Natural-language object grounding data >>
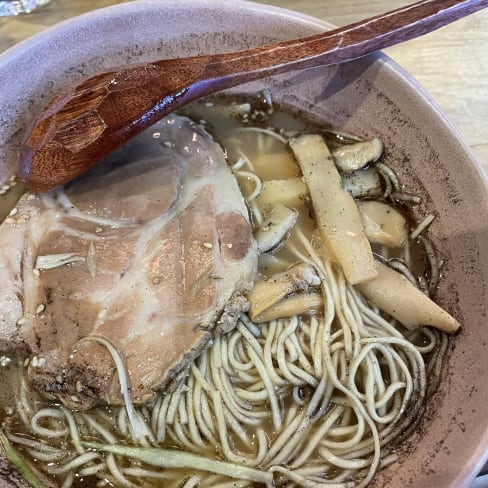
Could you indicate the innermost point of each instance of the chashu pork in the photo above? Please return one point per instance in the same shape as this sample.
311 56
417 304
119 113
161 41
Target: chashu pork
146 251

...

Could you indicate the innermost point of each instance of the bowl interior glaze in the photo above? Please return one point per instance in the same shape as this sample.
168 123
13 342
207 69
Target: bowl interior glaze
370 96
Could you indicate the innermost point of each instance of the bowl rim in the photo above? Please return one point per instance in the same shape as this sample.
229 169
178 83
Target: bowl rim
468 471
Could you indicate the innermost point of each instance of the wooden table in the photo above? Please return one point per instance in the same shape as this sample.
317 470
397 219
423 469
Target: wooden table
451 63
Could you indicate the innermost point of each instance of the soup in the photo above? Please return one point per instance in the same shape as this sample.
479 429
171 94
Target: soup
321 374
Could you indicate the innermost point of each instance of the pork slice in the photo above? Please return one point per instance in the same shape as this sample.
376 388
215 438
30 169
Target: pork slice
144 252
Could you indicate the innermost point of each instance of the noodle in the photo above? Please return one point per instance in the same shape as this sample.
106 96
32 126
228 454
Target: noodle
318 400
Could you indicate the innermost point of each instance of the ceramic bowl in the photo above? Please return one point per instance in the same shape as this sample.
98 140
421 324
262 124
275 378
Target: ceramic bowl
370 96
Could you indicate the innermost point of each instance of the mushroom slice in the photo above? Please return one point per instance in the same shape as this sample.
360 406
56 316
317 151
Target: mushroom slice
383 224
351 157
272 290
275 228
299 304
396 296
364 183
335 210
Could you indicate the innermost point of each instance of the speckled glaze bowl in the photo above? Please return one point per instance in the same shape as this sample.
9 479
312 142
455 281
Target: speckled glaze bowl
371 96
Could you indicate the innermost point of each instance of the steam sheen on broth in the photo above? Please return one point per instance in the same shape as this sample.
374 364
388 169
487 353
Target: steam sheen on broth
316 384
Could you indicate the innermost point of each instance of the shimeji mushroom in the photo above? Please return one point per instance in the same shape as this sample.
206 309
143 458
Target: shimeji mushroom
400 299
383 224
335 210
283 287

Activity >>
Where a line of the data includes the string "Could", list that line.

Result >>
Could you indicate the innermost point of each instance of the chashu pork in the photo above? Please return one point per instance in the same shape as this sample.
Could you indicate the innermost point of each instance of the bowl interior glaze in the photo above? Please return one point per instance in the same shape as this sample.
Could you indicate the innermost point of each instance of the bowl rim in the photo above? Please return one point per instance in the same shape as this sample.
Could you indicate the innermost point of each instance of the wooden table in the photo above? Please return one point per instance in the same shape as this sample.
Could you indicate the innermost point of each instance of the soup in the photo above? Please return one point per instance in the same shape as this sample.
Could you indicate the innermost point of each instance of the pork slice in the photo above? Please return one point per instance in the same shape as this sample.
Could you indicate the innermost point of each instance of the noodle in the photo above? Please return one point per instance in the same shape as this sample.
Could you indicate the innermost point of each instance of the ceramic bowl in the photo above? Please return one point per instance in the same shape as this sample.
Could you indicate the innermost point of each instance of the mushroom slice in the photo above? Please return one point per instance in the same shape as this sample.
Could you indicate the innermost point of each instance of the speckled glaze bowl in the photo above? Please return one point per instance in the same shape as this sample.
Could you indicate the innermost point of each instance of the steam sheen on broth in the photo above? Please return one point per instance in the same shape as this sample.
Could you indicate the innermost point of each instance of the shimeji mushroom in the photo above? Please return one point per instance in the same shape as this sample.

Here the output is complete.